> **WORK INSTRUCTIONS**
Output the data verbatim, with nothing added or dropped.

Natural language region descriptions:
%%

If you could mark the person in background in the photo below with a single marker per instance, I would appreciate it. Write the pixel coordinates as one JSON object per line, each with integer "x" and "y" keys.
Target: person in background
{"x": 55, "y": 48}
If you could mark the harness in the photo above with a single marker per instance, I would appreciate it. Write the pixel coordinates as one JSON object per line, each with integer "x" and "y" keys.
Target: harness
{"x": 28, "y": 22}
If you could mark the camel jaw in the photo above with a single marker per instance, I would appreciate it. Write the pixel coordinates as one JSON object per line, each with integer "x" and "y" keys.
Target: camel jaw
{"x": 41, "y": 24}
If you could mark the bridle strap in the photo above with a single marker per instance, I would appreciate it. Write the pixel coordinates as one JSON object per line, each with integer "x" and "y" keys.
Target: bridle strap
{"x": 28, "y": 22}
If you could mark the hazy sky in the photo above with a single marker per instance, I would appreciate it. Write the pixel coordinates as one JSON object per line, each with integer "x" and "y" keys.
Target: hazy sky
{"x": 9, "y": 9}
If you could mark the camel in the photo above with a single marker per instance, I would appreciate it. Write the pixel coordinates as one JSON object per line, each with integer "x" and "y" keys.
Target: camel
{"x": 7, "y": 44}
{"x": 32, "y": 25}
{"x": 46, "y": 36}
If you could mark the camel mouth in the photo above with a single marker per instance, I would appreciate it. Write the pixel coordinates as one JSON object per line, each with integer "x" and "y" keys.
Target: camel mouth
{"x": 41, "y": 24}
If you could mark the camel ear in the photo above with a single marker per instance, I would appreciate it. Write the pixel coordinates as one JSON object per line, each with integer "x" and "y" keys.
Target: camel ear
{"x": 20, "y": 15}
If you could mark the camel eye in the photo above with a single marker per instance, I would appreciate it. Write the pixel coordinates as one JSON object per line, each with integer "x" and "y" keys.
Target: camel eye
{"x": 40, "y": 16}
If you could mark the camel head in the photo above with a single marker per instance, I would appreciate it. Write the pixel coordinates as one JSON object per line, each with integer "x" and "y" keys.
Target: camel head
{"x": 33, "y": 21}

%%

> **WRITTEN ANSWER**
If you could mark the person in background in the photo below with a single marker per instance, I would appreciate it. Write the pixel coordinates as one JSON object per line, each with integer "x" and "y" keys.
Target: person in background
{"x": 55, "y": 48}
If you could mark the harness in the photo above with a single marker per instance, I would appreciate it. Write the pixel coordinates as one JSON object per line, each with integer "x" and "y" keys.
Target: harness
{"x": 28, "y": 22}
If you could mark the camel jaw in the photo above with a single marker per instance, I would appreciate it. Write the pixel coordinates as one JSON object per line, each with integer "x" and "y" keys.
Target: camel jaw
{"x": 41, "y": 24}
If you could mark the bridle strap in the photo above with a single marker per instance, I would appreciate it. Write the pixel coordinates as one JSON object per line, each with integer "x" and "y" keys.
Target: bridle strap
{"x": 28, "y": 22}
If you could mark the hazy sky in the photo above with a single marker per instance, I would appreciate it. Write the pixel coordinates as one JSON object per line, each with integer "x" and "y" keys.
Target: hazy sky
{"x": 9, "y": 9}
If you could mark the camel in the photo above with a single marker per instance, I would appreciate it. Write the pixel coordinates as one JSON object per line, each with integer "x" and "y" keys.
Target: camel
{"x": 7, "y": 44}
{"x": 32, "y": 25}
{"x": 46, "y": 36}
If you could mark the camel mouth in the photo above with a single marker per instance, I would appreciate it. Write the pixel coordinates as one JSON object per line, each with integer "x" and "y" keys.
Target: camel mouth
{"x": 41, "y": 24}
If you could mark the camel ear in the photo above with a single marker per instance, I would appreciate it. Write the pixel coordinates as one JSON object per line, each with integer "x" and "y" keys.
Target: camel ear
{"x": 20, "y": 15}
If you could mark the camel eye in the photo above with a single marker per instance, I would appreciate it. Write the pixel coordinates as one JSON object per line, each with integer "x" and "y" keys.
Target: camel eye
{"x": 40, "y": 16}
If you could mark the camel head in the photo above with a single marker per instance, I would appreciate it. Write the pixel coordinates as one JSON object per line, each with integer "x" and "y" keys.
Target: camel head
{"x": 33, "y": 21}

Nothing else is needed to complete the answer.